Life Insurance 101

Let’s go to life insurance class

Life Insurance Basics
Life insurance companies are great at coming up with new kinds of policies. But try to remember that whatever the name of the policy-;universal life, variable life, Whole Life, Irreplaceable Life, The Income Answer, The Life Solution-; the fact is they are all variations on the two basic kinds of life insurance: term insurance and cash-value insurance (also called permanent or whole life).

Term Insurance
This is as simple as life insurance gets and is the easiest to understand. You insure your life for a fixed period-;one year, five years or more-;and pay an annual premium based on your age. The older you get, the more it costs. The younger you are, the premiums are lower. Many companies won’t sell term policies that run past a certain age limit, usually 65 or 70. But by that time term insurance is very expensive anyway, because life expectancy is comparatively short. Besides, as we’ve seen above, your need for insurance often diminishes as you reach retirement age.

A term insurance policy has no savings or investment features built into the rates, making it the purest form of life insurance and thus the cheapest for a given amount of coverage. Term insurance comes in different varieties based on age, health and benefit amount.

Annual renewable term
This is the most common form of term insurance. You buy a series of one-year policies and the insurance company guarantees you the right to renew the coverage each year without having to undergo an additional medical exam. As you grow older, your premium rises, but at least you don’t have to get another medical exam..

Guaranteed-level term
Instead of rising each year, premiums start out a little higher but stay level for five, ten, 15 or even 20 years. At the end of the period, you have usually paid less than you would have under an annual renewable term policy. Insurance companies developed guaranteed-level term policies to discourage policy hopping.

Declining, Decreasing or Reducing Term
Coverage periodically drops according to a fixed schedule over ten, 15, 20 or more years. Mortgage insurance policies, which pay the loan balance when the policyholder dies, are a common form of decreasing term.

Convertible Term
For a higher premium, the policy can be converted into a cash-value policy without your having to meet medical standards at the time of conversion. Most companies offer policies that are both convertible and renewable up to specified ages or for fixed periods.
Enough about term, let’s discuss cash value policies.

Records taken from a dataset
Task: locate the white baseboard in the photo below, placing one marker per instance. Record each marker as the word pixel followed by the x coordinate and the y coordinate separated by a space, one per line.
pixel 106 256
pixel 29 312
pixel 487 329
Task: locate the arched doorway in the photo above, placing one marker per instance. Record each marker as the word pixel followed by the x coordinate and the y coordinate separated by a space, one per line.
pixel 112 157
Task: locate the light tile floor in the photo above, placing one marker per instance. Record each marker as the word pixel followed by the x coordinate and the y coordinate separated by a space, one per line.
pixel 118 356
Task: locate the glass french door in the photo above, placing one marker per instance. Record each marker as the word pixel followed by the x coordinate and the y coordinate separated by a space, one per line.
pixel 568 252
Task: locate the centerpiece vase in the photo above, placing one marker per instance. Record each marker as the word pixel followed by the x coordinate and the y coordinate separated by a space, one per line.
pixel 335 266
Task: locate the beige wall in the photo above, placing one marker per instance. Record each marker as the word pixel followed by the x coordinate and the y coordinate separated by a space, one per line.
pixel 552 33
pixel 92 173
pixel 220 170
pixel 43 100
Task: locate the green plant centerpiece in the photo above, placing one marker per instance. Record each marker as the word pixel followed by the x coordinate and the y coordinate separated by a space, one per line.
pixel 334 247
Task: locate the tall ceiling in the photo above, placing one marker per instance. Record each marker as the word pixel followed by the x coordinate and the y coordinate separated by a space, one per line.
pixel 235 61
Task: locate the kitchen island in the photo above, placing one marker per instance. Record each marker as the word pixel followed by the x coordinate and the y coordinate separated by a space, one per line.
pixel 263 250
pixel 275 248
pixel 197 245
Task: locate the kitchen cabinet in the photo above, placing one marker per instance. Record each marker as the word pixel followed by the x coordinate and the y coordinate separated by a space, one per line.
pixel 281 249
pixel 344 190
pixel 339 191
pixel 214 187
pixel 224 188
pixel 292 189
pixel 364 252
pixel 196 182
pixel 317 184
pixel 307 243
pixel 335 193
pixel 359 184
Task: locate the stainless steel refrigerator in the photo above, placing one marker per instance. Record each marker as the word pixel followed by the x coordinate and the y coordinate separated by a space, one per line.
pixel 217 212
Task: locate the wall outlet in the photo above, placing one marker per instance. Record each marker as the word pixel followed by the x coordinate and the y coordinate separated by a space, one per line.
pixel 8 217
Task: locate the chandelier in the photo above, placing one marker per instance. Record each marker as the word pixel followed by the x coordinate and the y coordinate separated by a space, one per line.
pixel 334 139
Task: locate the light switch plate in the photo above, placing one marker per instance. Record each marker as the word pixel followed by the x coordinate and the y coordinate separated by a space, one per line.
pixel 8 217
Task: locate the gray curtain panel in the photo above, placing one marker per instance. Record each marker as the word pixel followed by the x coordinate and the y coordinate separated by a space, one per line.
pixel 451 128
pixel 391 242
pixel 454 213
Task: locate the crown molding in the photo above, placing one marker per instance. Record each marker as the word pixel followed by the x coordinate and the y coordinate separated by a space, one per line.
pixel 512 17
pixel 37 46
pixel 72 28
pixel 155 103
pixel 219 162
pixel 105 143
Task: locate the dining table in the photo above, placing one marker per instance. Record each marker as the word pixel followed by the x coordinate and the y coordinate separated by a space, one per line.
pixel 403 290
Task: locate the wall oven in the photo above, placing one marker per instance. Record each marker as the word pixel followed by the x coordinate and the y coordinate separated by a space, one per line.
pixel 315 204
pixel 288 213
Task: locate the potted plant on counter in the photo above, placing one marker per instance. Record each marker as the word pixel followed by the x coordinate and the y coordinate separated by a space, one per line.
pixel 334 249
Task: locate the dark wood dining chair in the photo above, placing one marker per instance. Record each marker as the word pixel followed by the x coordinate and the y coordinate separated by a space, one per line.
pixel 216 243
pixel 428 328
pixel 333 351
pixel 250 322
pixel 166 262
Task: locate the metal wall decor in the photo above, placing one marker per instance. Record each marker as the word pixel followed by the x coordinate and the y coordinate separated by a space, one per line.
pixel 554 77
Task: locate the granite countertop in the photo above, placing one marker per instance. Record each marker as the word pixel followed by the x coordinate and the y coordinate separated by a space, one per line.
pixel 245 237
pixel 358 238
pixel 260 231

_PROMPT 1_:
Extract everything from "Declining, Decreasing or" down to "cash value policies." in the life insurance passage, copying it word for word.
_PROMPT 2_:
According to the life insurance passage, why did insurance companies develop guaranteed-level term policies?
The listing has no connection to the life insurance passage.

_ANSWER AREA 1_:
Declining, Decreasing or Reducing Term
Coverage periodically drops according to a fixed schedule over ten, 15, 20 or more years. Mortgage insurance policies, which pay the loan balance when the policyholder dies, are a common form of decreasing term.

Convertible Term
For a higher premium, the policy can be converted into a cash-value policy without your having to meet medical standards at the time of conversion. Most companies offer policies that are both convertible and renewable up to specified ages or for fixed periods.
Enough about term, let’s discuss cash value policies.

_ANSWER AREA 2_:
To discourage policy hopping.